GOAL
Set down, in full, every record in the block.

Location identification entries

* BEGIN *

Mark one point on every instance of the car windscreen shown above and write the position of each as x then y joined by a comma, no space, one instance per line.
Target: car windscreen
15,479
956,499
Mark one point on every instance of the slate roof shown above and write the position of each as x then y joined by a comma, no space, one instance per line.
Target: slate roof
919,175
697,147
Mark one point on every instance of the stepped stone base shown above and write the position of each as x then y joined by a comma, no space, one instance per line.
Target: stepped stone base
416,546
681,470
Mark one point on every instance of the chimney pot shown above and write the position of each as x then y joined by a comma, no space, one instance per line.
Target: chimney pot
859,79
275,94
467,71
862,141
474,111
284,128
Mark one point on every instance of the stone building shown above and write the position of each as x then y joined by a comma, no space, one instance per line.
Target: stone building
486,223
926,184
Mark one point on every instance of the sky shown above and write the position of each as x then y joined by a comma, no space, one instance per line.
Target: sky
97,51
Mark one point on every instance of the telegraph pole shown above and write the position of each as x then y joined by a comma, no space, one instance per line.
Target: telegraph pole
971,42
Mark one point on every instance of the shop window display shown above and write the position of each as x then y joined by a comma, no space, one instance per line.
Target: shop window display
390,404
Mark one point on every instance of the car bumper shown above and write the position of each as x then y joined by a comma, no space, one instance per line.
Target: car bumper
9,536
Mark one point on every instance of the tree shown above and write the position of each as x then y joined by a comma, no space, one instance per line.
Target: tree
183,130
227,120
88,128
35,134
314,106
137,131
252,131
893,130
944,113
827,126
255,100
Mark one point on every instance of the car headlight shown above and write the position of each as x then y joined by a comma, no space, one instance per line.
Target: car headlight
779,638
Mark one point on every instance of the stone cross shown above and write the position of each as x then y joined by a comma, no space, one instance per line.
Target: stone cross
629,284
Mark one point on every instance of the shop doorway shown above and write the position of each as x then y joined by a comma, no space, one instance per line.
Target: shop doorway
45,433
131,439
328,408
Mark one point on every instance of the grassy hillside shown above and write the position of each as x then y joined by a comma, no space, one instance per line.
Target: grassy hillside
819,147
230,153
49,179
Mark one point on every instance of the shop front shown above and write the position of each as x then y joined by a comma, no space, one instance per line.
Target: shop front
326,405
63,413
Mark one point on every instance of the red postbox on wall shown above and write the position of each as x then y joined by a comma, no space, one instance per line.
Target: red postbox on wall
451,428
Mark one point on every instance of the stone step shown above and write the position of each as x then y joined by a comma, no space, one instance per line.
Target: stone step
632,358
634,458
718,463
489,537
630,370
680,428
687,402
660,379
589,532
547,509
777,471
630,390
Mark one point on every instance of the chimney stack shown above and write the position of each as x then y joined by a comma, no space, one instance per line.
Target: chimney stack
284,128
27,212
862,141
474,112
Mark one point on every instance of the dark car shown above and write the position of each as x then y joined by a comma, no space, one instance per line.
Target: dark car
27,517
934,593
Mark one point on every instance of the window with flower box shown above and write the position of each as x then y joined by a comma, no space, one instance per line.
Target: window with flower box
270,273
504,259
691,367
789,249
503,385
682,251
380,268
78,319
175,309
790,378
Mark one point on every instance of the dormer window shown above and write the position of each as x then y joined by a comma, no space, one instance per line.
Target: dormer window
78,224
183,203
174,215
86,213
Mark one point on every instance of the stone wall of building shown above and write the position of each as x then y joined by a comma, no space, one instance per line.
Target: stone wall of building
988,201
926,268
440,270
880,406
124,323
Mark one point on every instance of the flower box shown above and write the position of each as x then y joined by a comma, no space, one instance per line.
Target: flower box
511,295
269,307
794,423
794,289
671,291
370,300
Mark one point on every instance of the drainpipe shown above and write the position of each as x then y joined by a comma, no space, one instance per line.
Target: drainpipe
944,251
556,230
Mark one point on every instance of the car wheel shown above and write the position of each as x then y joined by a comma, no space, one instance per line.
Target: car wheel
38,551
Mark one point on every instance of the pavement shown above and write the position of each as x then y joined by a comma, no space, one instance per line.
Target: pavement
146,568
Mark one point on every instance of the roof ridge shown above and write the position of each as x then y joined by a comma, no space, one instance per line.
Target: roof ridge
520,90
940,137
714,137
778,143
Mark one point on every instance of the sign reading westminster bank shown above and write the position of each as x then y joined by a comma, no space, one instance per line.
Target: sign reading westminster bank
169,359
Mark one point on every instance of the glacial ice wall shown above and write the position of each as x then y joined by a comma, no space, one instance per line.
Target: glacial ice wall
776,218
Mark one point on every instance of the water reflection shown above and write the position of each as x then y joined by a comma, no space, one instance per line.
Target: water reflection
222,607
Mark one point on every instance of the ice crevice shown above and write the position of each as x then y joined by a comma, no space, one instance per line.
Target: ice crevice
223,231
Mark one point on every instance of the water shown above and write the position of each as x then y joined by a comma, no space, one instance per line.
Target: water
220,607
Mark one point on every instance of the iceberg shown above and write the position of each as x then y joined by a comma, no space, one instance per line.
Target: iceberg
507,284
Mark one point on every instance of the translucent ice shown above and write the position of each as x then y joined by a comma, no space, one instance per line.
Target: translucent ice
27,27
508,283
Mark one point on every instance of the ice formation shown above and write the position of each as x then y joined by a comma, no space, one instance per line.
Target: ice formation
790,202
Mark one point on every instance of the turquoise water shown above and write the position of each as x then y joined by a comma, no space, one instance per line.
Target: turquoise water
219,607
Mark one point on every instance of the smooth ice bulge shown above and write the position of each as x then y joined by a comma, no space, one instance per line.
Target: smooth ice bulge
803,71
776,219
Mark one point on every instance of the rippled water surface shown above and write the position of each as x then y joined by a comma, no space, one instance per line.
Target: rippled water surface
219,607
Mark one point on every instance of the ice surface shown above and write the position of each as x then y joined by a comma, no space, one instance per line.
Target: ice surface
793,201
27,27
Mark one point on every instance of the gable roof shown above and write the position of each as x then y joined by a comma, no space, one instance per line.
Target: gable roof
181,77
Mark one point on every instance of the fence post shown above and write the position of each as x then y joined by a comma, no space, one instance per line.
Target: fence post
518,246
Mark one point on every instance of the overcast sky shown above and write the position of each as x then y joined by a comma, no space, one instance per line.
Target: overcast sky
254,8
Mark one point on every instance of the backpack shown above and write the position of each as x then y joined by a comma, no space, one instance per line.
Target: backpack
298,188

* END *

EXPECTED ANSWER
Mark one point on every instance of the car windscreen shown above and write the position of each as x then y joined by a comma, no space, one instance per line.
Target: car windscreen
15,479
956,499
Mark one point on every instance of the slate roof shown above and write the position of each as x then y joined by a comma, no space, one instance per line.
Target: slate roof
919,175
697,147
Mark one point on every instance of the stepped stone base shown above and write the position of each as x then y joined by a comma, no space, one instance per line.
Target: stepped stone base
416,546
681,470
Mark one point on every instance of the chimney pot shown above and write the position of each as x then y joined by a comma, no space, one instance per line.
Target: chimney pot
859,79
275,94
467,71
862,141
474,111
284,128
Mark one point on every instance of the stone building shown above and write the position of each as x then y joined by a comma, no space, one instance per line.
Target: stone building
486,223
926,184
Mark one point on every instance of the sky shown above and write the position of each as x then y joined by a comma, no space, one instance per line.
Target: sky
97,51
Mark one point on every instance of the telegraph pole shown above and write the position of each as x then y joined by a comma, no space, one instance per line.
Target: telegraph pole
971,42
Mark one point on every instance of the shop window display shown above and write the position of each as x then y joined by a comma, no space, one instance per line.
Target: shop window display
390,404
Mark one point on every instance of the car bumper shown above and write the position of each as x then y joined by a comma, no space, one instance per line.
Target: car bumper
9,536
Mark one point on every instance of the tree shown above and write the position of each as x then y joined by a comma, no space, one instance per line.
Target: tree
183,130
227,120
88,128
35,134
314,106
137,131
252,131
893,130
944,113
827,126
255,100
Mark one point on every instance of the car headlight shown above and write the position of each as x then y joined by a comma, no space, one instance per line.
Target: car headlight
779,638
Mark one point on every instance of the stone cross shown above and write the position of each as x then y joined by a comma, no space, one instance per line.
Target: stone cross
629,284
Mark one point on every instance of the shop doorway shown above and write the position of each as x then y joined by a comma, no space, one instance per line.
Target: shop doorway
45,433
131,439
328,408
Mark one point on every instance of the grassy hillside shown above and write the position of each as x then y joined by a comma, no space, one instance per line.
Target: grassy hillside
819,147
230,153
49,179
Mark one point on every instance of the shop front shown above and write the position of each as x then y joined by a comma, no space, one instance per line.
Target: shop front
326,405
63,413
Mark one point on every instance of the red postbox on wall shown above and write the position of each as x then y joined by a comma, no space, one instance per line.
Target: red postbox on wall
451,428
Mark one point on every instance of the stone step shown above and write the position of each as x then y joined by a comma, no space, one instance per line.
Target: stone step
632,358
634,458
718,463
489,537
630,370
680,428
687,402
660,379
589,532
547,509
777,471
630,390
Mark one point on every instance of the chimney stack shown above and write the position of each as x then y joined by a comma, no space, one instance per line.
Target: chimney stack
284,128
27,212
862,141
474,112
Mark one point on every instance of the dark car shown above and write the position of each as x then y joined by a comma, no space, one instance per line.
Target: dark car
27,517
934,593
Mark one point on every instance of the window with flower box shown above and write the position of each as x then y joined by a comma, no space, one instance per line.
Target: window with flower box
270,273
504,259
691,367
789,249
503,385
682,251
380,268
78,319
175,309
790,378
Mark one point on every instance of the dormer window shown above and write the position of each as x then y joined by a comma, no space, one instance per line.
Target: dormer window
78,224
183,203
174,215
86,213
Mark one point on every instance of the stone wall of building shown above and write the position of each as x then y joined by a comma, no space, one instance per line.
Target: stone wall of building
988,201
926,268
440,270
880,406
124,323
Mark one point on every instance of the flower box shown above and write the position of each as x then y joined by a comma, no space, one instance per line.
Target: flower box
511,295
269,307
794,423
794,289
671,291
370,300
Mark one point on every instance of the drainpipe shown above and write the position of each as x then y joined by a comma, no space, one instance per line.
Target: drainpipe
944,251
556,230
Mark one point on every instance of the car wheel shown above and write the position of each as x then y joined by a comma, no space, one instance per line.
Target: car wheel
38,551
Mark one point on every instance of the pavement shown above and write the position of each as x then y joined by a comma, no space, one instance per line.
Target: pavement
146,568
Mark one point on every instance of the roof ridge shown above and write the position of each as x then y joined by a comma, no space, one instance per line.
Target: roof ridge
520,90
940,137
714,137
778,143
Mark one point on every instance of the sign reading westminster bank shown above and write the position of each as x then y joined by a comma, no space, one instance per line.
Target: sign reading westminster bank
169,359
Mark one point on every instance of the glacial ice wall shown above and write the position of each as x then y joined by a comma, no space, one instance per line.
Target: glacial ice wall
776,218
Mark one point on every instance of the water reflection shown above and write the position of each as x then y joined by a comma, no space, one instance per line.
Target: water reflection
222,607
Mark one point on every instance of the ice crevice shown above and write the position of each as x then y joined by a comma, no space, one instance per line.
Target: ice crevice
223,231
Mark one point on every instance of the water shown above and write the position of each as x then y joined by a comma, no space, one instance per line.
Target: water
220,607
Mark one point on every instance of the iceberg shown above and write the position of each as x then y joined by a comma, no space, one instance per line.
Target: iceberg
507,284
Mark one point on every instance of the translucent ice shown above and write the position of each as x then y joined by a comma, no space, one instance per line.
Target: translucent ice
27,27
508,283
Mark one point on every instance of the ice formation shown above and write the position of each as x then y joined by a comma, no space, one instance per line.
Target: ice formation
790,202
Mark one point on every instance of the turquoise water shown above and write the position of each as x then y joined by a comma, no space, one instance per line.
Target: turquoise water
219,607
Mark one point on every instance of the smooth ice bulge shown above and write the position of each as x then y joined by a comma, no space, one instance per line.
Target: smooth ice bulge
803,71
776,219
Mark one point on every instance of the rippled water surface shown above and write the position of each as x then y joined by a comma, no space, one instance per line.
Target: rippled water surface
219,607
Mark one point on every instance of the ice surface shown above and write the position of each as x then y joined by a comma, no space, one instance per line.
Target: ice surface
793,201
27,27
Mark one point on every instance of the gable roof shown above and write the position of each as x then y joined by a comma, no space, one instance per line.
Target: gable roof
181,77
Mark one point on every instance of the fence post shown above and write the position of each as x then y joined by a comma, no space, one instance per line.
Target: fence post
518,246
Mark one point on every instance of the overcast sky shown above and write the position of each as x then y joined by a comma, no space, one instance per line.
Target: overcast sky
254,8
Mark one point on every instance of the backpack shown above and write the position of each as x then y joined by a comma, no space, one instance per line.
Target: backpack
298,188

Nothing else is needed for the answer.